───── DOCUMENT ─────

April 2005 Newsletter
The Fog of Self Delusion
Allen Millett
Critics of former Secretary of Defense Robert S. McNamara still stress his middle
name– Strange–when they curse his conduct of the war in Vietnam.
His detractors argue that by allowing the North Vietnamese to establish sanctuaries
in Laos and Cambodia and by restricting Rolling Thunder air strikes to narrowly
defined military targets, he doomed the American war effort. Another variant
of this criticism stresses his failure to reform the South Vietnamese armed
forces, to expand the pacification campaign, to push for economic development,
and to introduce grass-roots democracy into Vietnamese rural society. It is
not certain that McNamara understood all these non-quantifiable factors in 1961-67,
and The Fog of War does not establish that he understands these issues
now. The “we could have won” school of Vietnam obsessives will find
more evidence in The Fog of War that Secretary McNamara knew very little
about Southeast Asia and nothing about the nature of warfare.
The anti-war school of Vietnam obsessives will find plenty of evidence in the
movie to confirm their view that McNamara was either a duplicitous knave or
a sycophantic courtier who allowed himself to be charmed by John F. Kennedy
and bullied by Lyndon Johnson. According to this school of thought, McNamara
was a capitalist technocrat whose manic lust for mathematical expressions of
reality blinded him to the insurmountable odds the United States was facing
when it tried to stop a powerful, legitimate, revolutionary movement in postcolonial
Vietnam. McNamara could have mustered enough experts to advance this view in
the White House and persuade Lyndon Johnson that killing Vietnamese did nothing
to contain the Chinese.
The real Robert S. McNamara remains elusive, a confessant who never quite confesses,
an apostate convert to the anti-war school who remains loyal to an American
commitment gone wrong. He still cannot explain why the American intervention
failed. And no wonder: his background was in systems analyses, and win or lose,
the United States could not justify the Vietnam War by analyzing its cost-effectiveness.
The producer-director of The Fog of War, Errol Morris, is a newcomer
to documentaries on foreign and military affairs. His questions for McNamara
and his selection of film footage reveal a low level of preparation; he needs
some lessons from Ted Koppel and Charlie Rose. Nevertheless, he makes a brave
attempt to study McNamara’s pre-public life (1916-1961), his struggle
with the cold war crises of the Kennedy administration and the specter of nuclear
war, and his role in Vietnam decision-making. However, he beats the obvious
points to death and ignores the more promising clues to McNamara’s Vietnam
War experience.

───── DATASET RECORDS ─────

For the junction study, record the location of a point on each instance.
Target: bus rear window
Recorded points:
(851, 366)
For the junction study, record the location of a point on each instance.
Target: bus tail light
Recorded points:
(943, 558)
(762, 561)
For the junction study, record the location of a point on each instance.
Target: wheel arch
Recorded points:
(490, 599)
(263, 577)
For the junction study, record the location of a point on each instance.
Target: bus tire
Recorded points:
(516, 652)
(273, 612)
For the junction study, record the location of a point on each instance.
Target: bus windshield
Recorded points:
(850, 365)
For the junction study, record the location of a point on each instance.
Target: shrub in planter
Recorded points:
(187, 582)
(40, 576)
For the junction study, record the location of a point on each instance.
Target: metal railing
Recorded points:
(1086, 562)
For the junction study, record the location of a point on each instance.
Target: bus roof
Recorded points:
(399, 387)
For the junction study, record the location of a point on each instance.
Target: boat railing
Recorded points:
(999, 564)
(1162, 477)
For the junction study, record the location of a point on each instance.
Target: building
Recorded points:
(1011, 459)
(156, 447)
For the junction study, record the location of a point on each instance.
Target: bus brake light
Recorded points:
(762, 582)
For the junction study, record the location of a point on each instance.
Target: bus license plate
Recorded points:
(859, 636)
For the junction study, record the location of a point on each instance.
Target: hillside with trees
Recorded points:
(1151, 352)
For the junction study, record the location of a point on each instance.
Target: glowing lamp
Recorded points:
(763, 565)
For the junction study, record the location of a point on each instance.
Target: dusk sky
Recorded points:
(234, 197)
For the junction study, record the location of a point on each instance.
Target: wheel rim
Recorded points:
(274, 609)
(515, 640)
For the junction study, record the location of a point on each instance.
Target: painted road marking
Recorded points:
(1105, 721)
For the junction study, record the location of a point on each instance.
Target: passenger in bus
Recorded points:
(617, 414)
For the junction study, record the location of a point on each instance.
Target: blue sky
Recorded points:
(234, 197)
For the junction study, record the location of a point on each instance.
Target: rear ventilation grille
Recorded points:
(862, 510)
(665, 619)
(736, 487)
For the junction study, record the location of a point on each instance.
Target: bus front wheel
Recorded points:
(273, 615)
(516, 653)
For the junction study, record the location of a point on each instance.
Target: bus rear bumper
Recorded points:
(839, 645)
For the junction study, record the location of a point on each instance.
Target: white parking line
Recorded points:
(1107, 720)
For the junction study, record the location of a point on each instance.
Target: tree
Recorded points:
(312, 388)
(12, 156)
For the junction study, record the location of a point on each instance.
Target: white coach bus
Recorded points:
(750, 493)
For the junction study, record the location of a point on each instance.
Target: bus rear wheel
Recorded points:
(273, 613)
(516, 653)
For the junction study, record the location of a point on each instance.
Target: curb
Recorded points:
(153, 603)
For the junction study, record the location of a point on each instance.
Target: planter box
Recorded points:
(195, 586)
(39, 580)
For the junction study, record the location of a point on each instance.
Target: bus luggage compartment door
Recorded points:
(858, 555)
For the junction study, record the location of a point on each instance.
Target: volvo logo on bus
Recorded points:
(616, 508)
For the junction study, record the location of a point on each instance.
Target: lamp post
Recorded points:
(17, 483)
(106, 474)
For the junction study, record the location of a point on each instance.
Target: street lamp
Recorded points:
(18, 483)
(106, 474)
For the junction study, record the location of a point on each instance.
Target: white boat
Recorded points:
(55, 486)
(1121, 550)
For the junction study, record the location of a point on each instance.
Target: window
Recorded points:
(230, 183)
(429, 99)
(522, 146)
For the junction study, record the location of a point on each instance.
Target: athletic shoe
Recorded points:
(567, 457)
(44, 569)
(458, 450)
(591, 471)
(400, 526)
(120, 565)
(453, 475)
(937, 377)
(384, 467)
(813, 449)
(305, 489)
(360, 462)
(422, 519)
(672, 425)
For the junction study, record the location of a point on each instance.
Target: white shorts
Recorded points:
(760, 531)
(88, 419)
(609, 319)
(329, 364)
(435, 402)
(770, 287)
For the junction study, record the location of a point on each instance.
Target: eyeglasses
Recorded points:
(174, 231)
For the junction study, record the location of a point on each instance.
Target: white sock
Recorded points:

─────

EXERCISE TASKS
A) List each failure of McNamara's that the review says another variant of the criticism stresses.
B) Return the passage of the review from "The anti-war school of" to "contain the Chinese.".
C) Rewrite the review's paragraph beginning "The producer-director of The Fog of War" as a bulleted list that keeps its main points.

TASK SOLUTIONS
A)
- Failing to reform the South Vietnamese armed forces
- Failing to expand the pacification campaign
- Failing to push for economic development
- Failing to introduce grass-roots democracy into Vietnamese rural society

B)
The anti-war school of Vietnam obsessives will find plenty of evidence in the
movie to confirm their view that McNamara was either a duplicitous knave or
a sycophantic courtier who allowed himself to be charmed by John F. Kennedy
and bullied by Lyndon Johnson. According to this school of thought, McNamara
was a capitalist technocrat whose manic lust for mathematical expressions of
reality blinded him to the insurmountable odds the United States was facing
when it tried to stop a powerful, legitimate, revolutionary movement in postcolonial
Vietnam. McNamara could have mustered enough experts to advance this view in
the White House and persuade Lyndon Johnson that killing Vietnamese did nothing
to contain the Chinese.

C)
- Errol Morris, the producer-director of The Fog of War, is new to documentaries on foreign and military affairs.
- His questions for McNamara and his choice of film footage show little preparation. He needs lessons from Ted Koppel and Charlie Rose.
- He still makes a brave attempt to study McNamara's pre-public life (1916-1961), his struggle with the cold war crises of the Kennedy administration and the specter of nuclear war, and his role in Vietnam decision-making.
- He beats the obvious points to death and ignores the more promising clues to McNamara's Vietnam War experience.